### DATA
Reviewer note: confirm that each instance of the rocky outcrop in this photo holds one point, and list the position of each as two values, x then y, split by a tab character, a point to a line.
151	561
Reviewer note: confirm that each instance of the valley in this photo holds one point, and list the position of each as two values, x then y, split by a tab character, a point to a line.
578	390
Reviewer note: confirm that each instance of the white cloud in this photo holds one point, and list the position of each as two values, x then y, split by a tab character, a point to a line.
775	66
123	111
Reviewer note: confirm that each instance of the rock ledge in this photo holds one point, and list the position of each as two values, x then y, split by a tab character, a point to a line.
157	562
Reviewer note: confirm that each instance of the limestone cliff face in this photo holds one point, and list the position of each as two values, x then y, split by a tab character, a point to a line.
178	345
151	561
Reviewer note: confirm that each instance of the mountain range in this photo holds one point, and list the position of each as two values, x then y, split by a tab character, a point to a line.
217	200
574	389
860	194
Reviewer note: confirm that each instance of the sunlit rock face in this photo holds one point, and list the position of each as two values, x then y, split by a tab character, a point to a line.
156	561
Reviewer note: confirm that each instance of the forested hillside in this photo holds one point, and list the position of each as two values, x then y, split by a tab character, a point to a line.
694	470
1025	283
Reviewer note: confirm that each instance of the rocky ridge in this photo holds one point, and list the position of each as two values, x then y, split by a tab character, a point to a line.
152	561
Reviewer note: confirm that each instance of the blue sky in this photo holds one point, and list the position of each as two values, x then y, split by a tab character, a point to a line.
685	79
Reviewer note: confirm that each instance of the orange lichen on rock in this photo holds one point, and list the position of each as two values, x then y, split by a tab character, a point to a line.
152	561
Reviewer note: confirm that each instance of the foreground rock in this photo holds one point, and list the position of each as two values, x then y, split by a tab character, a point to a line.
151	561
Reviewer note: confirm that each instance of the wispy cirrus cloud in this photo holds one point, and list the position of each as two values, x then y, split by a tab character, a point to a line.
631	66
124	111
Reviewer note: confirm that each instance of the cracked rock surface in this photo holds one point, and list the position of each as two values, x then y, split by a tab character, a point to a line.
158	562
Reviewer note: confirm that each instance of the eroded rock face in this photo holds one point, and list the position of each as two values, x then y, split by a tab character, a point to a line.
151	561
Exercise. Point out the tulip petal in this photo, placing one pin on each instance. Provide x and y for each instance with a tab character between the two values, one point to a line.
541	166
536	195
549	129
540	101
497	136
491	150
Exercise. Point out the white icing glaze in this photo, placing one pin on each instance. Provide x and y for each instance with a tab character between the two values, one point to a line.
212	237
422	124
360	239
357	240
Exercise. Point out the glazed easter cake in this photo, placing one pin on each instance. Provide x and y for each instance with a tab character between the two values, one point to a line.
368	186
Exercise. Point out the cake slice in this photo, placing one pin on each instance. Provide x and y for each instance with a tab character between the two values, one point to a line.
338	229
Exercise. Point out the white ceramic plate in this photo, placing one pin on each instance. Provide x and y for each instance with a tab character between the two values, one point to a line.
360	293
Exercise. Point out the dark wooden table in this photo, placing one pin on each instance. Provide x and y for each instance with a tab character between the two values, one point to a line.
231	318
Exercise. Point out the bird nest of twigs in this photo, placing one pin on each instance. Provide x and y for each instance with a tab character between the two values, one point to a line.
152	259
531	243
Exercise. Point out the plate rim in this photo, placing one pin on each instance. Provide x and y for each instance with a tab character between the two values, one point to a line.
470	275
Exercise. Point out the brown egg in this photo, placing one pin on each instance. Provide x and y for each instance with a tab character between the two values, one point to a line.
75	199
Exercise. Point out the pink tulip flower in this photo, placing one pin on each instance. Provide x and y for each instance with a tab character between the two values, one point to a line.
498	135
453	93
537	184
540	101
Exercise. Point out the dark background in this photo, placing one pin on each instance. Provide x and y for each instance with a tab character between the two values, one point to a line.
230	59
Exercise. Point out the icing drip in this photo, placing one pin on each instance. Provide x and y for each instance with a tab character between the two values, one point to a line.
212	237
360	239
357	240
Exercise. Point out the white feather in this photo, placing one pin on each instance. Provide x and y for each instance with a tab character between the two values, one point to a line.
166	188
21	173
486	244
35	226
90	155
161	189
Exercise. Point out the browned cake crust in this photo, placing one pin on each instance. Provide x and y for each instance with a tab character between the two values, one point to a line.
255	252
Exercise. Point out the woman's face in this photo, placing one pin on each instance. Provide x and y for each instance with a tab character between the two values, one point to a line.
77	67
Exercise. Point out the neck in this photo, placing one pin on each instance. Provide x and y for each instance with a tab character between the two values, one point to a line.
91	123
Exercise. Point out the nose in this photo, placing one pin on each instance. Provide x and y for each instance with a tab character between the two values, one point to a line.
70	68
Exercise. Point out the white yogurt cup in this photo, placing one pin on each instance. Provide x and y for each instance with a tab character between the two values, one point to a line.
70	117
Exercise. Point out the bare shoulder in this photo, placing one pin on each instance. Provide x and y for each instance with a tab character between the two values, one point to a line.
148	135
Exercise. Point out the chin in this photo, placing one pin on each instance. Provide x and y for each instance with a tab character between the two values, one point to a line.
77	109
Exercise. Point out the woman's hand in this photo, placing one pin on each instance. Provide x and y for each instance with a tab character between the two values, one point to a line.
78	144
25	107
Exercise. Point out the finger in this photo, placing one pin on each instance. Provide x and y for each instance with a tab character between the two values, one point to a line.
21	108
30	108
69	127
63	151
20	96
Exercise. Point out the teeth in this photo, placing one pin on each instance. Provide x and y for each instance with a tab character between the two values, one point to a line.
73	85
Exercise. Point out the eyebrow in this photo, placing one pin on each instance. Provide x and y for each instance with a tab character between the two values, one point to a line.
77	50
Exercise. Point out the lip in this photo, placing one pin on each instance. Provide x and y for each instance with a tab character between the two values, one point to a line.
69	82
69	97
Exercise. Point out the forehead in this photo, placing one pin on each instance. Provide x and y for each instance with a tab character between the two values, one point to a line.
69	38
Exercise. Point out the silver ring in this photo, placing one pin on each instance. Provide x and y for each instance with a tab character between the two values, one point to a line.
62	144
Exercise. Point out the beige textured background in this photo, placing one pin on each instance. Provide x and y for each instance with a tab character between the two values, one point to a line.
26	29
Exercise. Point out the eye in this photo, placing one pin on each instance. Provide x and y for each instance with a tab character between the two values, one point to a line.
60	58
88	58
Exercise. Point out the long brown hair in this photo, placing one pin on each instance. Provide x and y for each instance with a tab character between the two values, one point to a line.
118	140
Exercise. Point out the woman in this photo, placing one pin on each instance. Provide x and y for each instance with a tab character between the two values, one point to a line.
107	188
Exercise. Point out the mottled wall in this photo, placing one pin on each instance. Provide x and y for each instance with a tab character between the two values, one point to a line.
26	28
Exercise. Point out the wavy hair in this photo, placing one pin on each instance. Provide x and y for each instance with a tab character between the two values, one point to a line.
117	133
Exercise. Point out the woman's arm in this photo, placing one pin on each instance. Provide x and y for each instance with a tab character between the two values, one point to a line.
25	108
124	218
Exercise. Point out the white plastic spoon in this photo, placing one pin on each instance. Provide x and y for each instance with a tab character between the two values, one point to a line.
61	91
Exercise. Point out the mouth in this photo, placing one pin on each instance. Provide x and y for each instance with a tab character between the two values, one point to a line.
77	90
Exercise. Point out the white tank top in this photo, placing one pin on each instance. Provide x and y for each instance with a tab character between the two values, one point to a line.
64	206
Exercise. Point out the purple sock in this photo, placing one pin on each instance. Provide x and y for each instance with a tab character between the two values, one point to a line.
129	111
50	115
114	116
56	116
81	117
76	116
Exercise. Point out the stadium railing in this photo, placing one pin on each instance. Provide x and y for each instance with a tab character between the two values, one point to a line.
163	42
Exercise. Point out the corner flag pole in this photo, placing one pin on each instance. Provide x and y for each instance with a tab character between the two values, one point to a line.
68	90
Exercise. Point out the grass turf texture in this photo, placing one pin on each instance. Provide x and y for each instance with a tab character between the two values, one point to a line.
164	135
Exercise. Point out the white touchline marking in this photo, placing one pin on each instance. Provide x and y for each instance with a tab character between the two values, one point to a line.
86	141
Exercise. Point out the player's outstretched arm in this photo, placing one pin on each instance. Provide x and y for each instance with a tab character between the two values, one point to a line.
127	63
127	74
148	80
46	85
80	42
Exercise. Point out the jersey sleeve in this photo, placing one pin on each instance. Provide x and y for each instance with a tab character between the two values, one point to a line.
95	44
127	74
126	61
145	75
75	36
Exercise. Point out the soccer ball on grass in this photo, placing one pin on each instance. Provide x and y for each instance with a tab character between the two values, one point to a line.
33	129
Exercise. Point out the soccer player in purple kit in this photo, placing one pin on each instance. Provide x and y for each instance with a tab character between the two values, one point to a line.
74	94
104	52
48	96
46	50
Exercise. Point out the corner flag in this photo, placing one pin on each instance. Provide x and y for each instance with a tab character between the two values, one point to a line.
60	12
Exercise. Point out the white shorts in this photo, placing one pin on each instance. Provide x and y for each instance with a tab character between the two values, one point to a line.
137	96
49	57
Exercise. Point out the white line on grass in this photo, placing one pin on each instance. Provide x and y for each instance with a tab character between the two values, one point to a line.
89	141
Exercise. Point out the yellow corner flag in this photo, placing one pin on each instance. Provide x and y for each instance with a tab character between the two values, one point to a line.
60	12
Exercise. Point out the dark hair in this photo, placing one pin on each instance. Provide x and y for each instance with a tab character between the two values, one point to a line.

### THE TASK
Please transcribe exactly the line containing "Exercise. Point out the white shorts" and every line after it to the end of the data, and no other lines.

### SOLUTION
Exercise. Point out the white shorts in this photo, placing one pin on each instance. Provide x and y for each instance with a tab character between the two values, one point to a line.
137	96
49	57
Exercise. Point out the white line on grass in this photo, placing one pin on each instance. Provide x and y for each instance with a tab character between the two values, one point to a line.
89	141
Exercise. Point out the yellow corner flag in this photo, placing one pin on each instance. Provide x and y for each instance with a tab character between the two values, one point to a line.
60	12
Exercise. Point out the dark hair in this photo, placing one pin on each instance. Provide x and y for each instance with a tab character between the two values, one point to a line.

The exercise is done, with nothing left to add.